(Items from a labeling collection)

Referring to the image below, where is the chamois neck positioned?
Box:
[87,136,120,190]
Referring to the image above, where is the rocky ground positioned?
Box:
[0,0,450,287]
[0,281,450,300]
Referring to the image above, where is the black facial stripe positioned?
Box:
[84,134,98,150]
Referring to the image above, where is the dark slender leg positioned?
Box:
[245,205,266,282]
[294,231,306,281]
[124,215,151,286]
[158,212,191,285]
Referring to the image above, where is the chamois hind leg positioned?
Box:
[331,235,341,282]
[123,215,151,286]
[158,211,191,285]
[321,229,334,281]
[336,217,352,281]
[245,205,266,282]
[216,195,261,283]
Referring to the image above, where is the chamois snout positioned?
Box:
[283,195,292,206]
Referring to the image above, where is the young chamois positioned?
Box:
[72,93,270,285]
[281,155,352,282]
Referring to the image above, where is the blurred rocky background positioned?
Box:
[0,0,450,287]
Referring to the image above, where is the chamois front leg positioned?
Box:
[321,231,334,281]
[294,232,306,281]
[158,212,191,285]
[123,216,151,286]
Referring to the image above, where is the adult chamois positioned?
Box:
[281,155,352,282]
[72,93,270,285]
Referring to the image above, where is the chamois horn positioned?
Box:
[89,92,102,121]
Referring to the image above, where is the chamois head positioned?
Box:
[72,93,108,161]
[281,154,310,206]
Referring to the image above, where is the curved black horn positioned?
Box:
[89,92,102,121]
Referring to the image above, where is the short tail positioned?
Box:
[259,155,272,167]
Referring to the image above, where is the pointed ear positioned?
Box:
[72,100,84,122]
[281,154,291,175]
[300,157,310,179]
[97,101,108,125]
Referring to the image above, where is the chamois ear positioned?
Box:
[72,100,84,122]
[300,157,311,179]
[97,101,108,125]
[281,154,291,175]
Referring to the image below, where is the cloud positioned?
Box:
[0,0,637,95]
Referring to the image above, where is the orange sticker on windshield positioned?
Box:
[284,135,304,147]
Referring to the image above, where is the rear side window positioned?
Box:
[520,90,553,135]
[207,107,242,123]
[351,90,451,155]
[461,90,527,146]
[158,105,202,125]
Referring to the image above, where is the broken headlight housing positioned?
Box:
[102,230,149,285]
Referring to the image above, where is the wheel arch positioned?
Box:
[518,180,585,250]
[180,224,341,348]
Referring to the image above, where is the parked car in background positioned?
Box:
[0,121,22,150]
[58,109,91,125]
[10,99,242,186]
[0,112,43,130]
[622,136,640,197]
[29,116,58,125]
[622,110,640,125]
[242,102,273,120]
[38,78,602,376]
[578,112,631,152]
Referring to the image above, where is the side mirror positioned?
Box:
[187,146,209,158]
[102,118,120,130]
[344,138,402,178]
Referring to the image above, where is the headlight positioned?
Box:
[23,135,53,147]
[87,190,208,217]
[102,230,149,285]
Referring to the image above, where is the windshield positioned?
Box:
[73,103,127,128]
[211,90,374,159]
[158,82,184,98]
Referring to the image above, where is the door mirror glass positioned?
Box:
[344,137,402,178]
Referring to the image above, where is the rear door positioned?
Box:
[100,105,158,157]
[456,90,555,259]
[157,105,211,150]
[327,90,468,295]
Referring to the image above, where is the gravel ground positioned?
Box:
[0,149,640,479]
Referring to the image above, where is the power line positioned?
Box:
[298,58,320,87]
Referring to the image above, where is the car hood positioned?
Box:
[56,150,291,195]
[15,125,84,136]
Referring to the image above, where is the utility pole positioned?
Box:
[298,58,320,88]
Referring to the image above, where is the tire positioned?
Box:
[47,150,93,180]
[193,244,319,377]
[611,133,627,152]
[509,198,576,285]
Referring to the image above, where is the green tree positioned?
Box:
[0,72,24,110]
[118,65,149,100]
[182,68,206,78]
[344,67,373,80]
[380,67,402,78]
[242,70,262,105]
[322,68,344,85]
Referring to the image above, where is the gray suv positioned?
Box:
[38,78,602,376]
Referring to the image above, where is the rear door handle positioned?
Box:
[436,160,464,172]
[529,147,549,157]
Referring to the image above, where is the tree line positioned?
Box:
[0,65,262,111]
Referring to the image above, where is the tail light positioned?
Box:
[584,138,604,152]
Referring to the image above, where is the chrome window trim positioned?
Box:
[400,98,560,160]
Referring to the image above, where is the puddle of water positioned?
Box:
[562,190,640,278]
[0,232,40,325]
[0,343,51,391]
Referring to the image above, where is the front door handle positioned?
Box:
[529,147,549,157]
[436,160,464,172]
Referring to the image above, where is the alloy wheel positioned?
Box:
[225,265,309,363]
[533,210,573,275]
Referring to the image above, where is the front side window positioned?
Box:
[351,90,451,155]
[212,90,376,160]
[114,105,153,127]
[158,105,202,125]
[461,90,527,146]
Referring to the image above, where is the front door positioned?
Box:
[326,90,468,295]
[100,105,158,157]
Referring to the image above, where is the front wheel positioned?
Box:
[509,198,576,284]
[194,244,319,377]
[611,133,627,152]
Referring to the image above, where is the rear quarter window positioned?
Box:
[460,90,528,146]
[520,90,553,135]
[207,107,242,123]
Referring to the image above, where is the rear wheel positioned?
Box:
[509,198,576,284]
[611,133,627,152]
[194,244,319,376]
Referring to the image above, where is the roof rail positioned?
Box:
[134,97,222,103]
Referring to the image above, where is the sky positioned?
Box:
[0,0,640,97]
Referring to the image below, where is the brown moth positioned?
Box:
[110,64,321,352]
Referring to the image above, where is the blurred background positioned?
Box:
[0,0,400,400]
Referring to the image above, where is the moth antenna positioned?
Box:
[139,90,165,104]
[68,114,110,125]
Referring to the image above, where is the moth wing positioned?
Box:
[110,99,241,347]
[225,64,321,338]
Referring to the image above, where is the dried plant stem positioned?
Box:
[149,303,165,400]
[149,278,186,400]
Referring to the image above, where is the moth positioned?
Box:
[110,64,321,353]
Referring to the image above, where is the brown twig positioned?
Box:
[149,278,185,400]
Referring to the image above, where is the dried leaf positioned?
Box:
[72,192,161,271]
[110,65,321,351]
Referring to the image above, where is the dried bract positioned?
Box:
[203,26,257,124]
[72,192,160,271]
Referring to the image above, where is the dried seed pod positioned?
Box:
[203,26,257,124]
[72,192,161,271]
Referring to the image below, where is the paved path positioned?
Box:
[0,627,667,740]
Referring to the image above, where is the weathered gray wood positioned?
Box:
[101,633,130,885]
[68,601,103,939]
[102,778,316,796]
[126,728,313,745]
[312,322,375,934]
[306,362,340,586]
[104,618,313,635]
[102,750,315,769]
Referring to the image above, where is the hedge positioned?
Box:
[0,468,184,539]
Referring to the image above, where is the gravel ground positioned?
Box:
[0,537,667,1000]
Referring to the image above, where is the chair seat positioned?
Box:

REQUIRED TASK: Count the lines in the rows above that contain the word "horn". Give only the number.

RESULT: 2